If, in the past two decades, your church has launched an arts ministry, or held a spiritual writing workshop, or devoted a few dollars to purchasing textiles or paintings for the expanses of previously blank walls, you might want to write Gregory Wolfe a thank-you note.
Let me not overstate: the energy around faith and art in evangelical circles has been, in recent years, enormous, and many organizations and individuals have contributed. But ask anyone who's involved in conversations about faith and art to tick off the sine qua nons, and they will include Wolfe.
Wolfe has devoted most of his adult life to weaving a braid of faith and art. The first strand of the braid is Image, a journal that Wolfe—who cut his journalistic teeth putting together a mimeographed literary mag in junior high—founded just over 20 years ago. He knew three things when he started Image: it "had to focus on art and faith"; it had to offer a "creative voice versus polemical, political, analytical"; and it had to focus on the present.
"However much I might love an essay on Rembrandt or Bach," says Wolfe, he won't run it. In Image's pages you'll instead meet sculptor Roger Feldman, poet Martha Serpas, memoirist Annie Dillard. These are, in the words of managing editor Mary Kenagy Mitchell, "people who would also be published in secular venues, but who want a venue for the best art and lit that engages with Christian faith." (If you've not read the magazine, the best way to get a taste is to pick up Bearing the Mystery, just out from Eerdmans, an anthology of work from Image's 20 years.)
The second strand is the Glen, a week-long writing and arts workshop Wolfe helped launch in the mid-1990s, and held, currently, at St. John's College in Santa Fe, New Mexico. Icon writers, collagists, poets, songwriters—artists of all stripes gather for a week of instruction, worship, and conversation. The Glen is a response to readers who said they felt alone in their pursuit of a life of faith and art until they read Image—and it's a response to Wolfe's own recognition that editing is lonely.

→ DIRECTION A: In the article on Gregory Wolfe, where is the Glen workshop currently held?
→ DIRECTION B: Copy the article on Gregory Wolfe word for word from "Wolfe has devoted" to "on the present.".
The material that comes next isn't needed for any of this.

→ DATASET CONTENT:
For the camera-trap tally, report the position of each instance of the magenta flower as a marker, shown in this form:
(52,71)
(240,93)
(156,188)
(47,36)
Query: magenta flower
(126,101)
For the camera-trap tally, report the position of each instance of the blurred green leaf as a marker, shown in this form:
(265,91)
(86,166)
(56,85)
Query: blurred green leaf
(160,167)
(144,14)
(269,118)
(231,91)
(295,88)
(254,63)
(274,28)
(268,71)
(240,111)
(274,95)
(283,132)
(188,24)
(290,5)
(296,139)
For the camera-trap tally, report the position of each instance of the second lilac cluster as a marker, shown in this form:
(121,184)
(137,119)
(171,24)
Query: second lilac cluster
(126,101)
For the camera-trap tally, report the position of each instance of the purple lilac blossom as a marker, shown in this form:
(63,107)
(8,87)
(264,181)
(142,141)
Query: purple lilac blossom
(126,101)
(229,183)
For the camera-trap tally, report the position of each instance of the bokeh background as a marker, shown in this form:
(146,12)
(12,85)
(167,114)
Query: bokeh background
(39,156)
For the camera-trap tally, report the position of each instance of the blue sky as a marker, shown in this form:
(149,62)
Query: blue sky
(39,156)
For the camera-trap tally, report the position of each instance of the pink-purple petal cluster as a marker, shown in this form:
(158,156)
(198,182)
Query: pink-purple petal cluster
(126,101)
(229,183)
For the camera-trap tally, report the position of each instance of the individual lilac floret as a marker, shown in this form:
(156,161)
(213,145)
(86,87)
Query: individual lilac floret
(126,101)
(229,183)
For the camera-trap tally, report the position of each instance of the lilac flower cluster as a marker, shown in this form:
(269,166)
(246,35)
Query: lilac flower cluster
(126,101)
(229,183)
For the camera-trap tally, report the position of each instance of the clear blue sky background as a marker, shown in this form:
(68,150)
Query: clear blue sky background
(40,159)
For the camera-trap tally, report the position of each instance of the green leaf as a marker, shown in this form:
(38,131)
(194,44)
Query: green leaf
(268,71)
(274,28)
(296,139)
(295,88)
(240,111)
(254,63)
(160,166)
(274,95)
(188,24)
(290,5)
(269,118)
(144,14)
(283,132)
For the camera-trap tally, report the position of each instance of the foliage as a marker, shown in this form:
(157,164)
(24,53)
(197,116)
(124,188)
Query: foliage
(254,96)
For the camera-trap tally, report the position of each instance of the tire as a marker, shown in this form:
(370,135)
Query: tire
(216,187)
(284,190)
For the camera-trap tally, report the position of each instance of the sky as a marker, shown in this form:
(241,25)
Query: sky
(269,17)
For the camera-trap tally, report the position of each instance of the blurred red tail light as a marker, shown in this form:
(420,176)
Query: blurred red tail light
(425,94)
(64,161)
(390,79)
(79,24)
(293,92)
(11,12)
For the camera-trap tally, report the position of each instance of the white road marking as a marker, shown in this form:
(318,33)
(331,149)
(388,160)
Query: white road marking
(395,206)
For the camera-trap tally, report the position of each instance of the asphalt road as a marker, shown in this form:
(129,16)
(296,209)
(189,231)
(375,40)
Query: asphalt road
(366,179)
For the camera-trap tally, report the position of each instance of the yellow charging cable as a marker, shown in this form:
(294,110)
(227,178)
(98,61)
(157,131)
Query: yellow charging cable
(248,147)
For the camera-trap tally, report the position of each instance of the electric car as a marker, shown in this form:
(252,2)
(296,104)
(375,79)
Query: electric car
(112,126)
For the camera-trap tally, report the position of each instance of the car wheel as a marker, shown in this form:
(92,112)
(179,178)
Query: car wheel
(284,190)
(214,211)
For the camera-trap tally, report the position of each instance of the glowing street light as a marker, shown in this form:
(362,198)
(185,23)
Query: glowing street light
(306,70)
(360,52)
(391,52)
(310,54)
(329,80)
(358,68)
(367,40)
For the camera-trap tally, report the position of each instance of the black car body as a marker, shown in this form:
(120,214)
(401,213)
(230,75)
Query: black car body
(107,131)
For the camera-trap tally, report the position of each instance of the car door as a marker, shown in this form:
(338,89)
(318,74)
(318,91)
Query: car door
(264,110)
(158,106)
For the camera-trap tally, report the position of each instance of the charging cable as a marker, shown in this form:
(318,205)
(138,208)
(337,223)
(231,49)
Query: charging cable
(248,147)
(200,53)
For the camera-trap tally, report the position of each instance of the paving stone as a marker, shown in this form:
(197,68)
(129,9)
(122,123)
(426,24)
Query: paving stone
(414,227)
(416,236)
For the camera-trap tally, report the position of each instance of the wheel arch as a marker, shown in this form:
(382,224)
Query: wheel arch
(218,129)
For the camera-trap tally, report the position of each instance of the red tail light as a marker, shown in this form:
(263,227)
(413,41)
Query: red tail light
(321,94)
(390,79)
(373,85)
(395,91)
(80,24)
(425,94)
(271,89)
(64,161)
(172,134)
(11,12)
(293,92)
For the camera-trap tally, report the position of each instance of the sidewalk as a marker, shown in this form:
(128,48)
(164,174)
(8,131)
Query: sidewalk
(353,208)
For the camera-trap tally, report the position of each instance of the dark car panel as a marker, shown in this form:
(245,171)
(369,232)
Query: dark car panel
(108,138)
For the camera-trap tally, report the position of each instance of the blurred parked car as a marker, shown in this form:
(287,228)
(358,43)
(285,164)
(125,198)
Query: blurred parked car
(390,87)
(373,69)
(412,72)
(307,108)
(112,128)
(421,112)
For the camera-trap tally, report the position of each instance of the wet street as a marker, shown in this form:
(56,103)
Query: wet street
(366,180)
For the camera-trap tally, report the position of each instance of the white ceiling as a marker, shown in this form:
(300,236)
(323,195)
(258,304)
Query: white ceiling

→ EXPECTED ANSWER A: At St. John's College in Santa Fe, New Mexico.

→ EXPECTED ANSWER B:
Wolfe has devoted most of his adult life to weaving a braid of faith and art. The first strand of the braid is Image, a journal that Wolfe—who cut his journalistic teeth putting together a mimeographed literary mag in junior high—founded just over 20 years ago. He knew three things when he started Image: it "had to focus on art and faith"; it had to offer a "creative voice versus polemical, political, analytical"; and it had to focus on the present.